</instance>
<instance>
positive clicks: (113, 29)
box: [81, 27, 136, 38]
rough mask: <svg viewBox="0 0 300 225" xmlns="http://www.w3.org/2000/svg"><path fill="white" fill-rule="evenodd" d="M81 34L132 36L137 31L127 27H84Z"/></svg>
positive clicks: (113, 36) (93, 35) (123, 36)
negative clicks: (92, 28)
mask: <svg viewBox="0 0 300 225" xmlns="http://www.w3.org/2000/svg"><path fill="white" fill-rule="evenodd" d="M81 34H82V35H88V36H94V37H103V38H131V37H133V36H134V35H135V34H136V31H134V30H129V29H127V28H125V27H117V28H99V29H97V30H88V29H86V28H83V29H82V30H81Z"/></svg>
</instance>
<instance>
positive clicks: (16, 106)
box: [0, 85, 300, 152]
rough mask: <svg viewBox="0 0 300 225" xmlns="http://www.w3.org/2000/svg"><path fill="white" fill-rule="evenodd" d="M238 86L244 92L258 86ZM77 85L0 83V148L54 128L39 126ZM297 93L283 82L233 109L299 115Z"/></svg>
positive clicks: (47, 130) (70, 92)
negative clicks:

> **Work item**
Every line of the data must appear again in the answer, exactly as written.

> **Answer box**
</instance>
<instance>
positive clicks: (113, 29)
box: [81, 27, 136, 38]
rough mask: <svg viewBox="0 0 300 225" xmlns="http://www.w3.org/2000/svg"><path fill="white" fill-rule="evenodd" d="M81 34L132 36L137 31L127 27H84Z"/></svg>
positive clicks: (113, 36) (93, 35) (123, 36)
negative clicks: (92, 28)
mask: <svg viewBox="0 0 300 225" xmlns="http://www.w3.org/2000/svg"><path fill="white" fill-rule="evenodd" d="M81 34H82V35H88V36H94V37H103V38H131V37H133V36H134V35H135V34H136V31H134V30H129V29H127V28H125V27H117V28H99V29H97V30H88V29H86V28H83V29H82V30H81Z"/></svg>
</instance>
<instance>
positive clicks: (16, 106)
box: [0, 85, 300, 152]
rough mask: <svg viewBox="0 0 300 225" xmlns="http://www.w3.org/2000/svg"><path fill="white" fill-rule="evenodd" d="M238 86L244 92L258 86ZM77 85L0 83V148L54 128L39 126ZM297 93L283 82L233 109L299 115Z"/></svg>
positive clicks: (47, 130) (70, 92)
negative clicks:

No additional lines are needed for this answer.